### [Entries shown]
## Begin

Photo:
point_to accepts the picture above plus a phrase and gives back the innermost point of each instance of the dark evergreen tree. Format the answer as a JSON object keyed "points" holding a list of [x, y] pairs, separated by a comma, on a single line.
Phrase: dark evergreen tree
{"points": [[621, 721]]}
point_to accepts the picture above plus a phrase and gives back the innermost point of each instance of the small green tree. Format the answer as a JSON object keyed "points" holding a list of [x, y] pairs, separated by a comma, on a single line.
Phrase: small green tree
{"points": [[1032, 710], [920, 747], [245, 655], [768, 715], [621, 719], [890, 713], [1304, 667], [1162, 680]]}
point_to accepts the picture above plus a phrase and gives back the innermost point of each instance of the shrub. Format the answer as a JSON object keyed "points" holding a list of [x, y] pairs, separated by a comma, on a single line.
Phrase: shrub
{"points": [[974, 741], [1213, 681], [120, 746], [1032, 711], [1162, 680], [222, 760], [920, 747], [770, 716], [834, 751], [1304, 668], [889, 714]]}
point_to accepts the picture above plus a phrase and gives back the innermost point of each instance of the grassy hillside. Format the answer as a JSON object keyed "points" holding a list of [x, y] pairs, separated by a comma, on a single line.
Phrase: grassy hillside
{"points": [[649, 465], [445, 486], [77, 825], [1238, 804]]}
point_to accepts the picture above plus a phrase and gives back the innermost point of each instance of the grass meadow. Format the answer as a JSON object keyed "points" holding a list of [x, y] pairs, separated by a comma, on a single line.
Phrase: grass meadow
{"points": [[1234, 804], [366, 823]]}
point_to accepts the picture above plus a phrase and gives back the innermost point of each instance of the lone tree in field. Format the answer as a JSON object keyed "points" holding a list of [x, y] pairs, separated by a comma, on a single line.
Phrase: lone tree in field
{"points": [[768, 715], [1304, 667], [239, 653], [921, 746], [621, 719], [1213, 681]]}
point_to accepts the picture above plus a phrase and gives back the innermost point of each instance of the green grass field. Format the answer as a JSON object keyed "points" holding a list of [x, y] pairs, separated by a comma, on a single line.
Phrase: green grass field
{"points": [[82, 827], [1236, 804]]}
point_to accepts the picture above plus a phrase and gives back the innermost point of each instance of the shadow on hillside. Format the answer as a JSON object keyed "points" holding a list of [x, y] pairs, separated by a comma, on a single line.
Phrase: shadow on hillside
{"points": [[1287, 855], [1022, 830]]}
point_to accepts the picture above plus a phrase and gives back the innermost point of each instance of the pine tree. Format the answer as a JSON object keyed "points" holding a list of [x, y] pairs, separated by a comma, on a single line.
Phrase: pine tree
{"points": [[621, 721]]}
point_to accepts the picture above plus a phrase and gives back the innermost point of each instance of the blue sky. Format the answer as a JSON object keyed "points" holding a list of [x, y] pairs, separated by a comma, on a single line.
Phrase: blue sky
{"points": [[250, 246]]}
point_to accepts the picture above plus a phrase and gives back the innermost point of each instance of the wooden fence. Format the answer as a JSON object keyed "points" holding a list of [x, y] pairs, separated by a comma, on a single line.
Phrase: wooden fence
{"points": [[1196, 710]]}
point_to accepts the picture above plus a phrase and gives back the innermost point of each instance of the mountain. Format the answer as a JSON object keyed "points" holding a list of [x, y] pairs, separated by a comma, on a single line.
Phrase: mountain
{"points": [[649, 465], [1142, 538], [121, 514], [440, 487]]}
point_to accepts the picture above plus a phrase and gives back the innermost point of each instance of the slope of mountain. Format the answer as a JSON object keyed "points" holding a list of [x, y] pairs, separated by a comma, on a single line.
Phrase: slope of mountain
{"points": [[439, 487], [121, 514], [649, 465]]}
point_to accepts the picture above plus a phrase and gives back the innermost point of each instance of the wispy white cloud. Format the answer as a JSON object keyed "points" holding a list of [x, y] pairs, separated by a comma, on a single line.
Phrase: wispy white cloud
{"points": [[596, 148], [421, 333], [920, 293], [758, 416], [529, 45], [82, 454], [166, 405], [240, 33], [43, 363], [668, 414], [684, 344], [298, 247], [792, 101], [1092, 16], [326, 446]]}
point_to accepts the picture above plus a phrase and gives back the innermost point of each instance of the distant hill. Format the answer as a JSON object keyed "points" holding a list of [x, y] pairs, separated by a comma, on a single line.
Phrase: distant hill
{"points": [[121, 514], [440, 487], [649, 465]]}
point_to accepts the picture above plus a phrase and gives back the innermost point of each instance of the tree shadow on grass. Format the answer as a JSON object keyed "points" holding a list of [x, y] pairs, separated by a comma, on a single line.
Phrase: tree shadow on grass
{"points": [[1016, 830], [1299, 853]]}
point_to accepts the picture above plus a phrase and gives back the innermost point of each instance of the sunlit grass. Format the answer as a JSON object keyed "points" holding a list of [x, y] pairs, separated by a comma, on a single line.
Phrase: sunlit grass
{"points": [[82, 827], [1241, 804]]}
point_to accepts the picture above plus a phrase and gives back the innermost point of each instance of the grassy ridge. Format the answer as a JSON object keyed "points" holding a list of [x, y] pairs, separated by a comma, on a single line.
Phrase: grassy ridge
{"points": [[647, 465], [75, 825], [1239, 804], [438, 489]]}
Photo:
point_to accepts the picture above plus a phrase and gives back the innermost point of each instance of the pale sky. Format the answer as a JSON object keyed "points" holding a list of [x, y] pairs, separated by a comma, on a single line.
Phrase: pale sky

## End

### [Task to complete]
Reproduce the lines word for word, from the first one through the line containing "Phrase: dark evergreen tree", including both of those lines.

### [Answer to this exercise]
Photo:
point_to accepts the picture above plus a phrase and gives back the innermost point of each instance of the dark evergreen tree. Format the answer as a JSON object keyed "points" holding a list of [x, y] pairs, separated by a comma, on a single line.
Phrase: dark evergreen tree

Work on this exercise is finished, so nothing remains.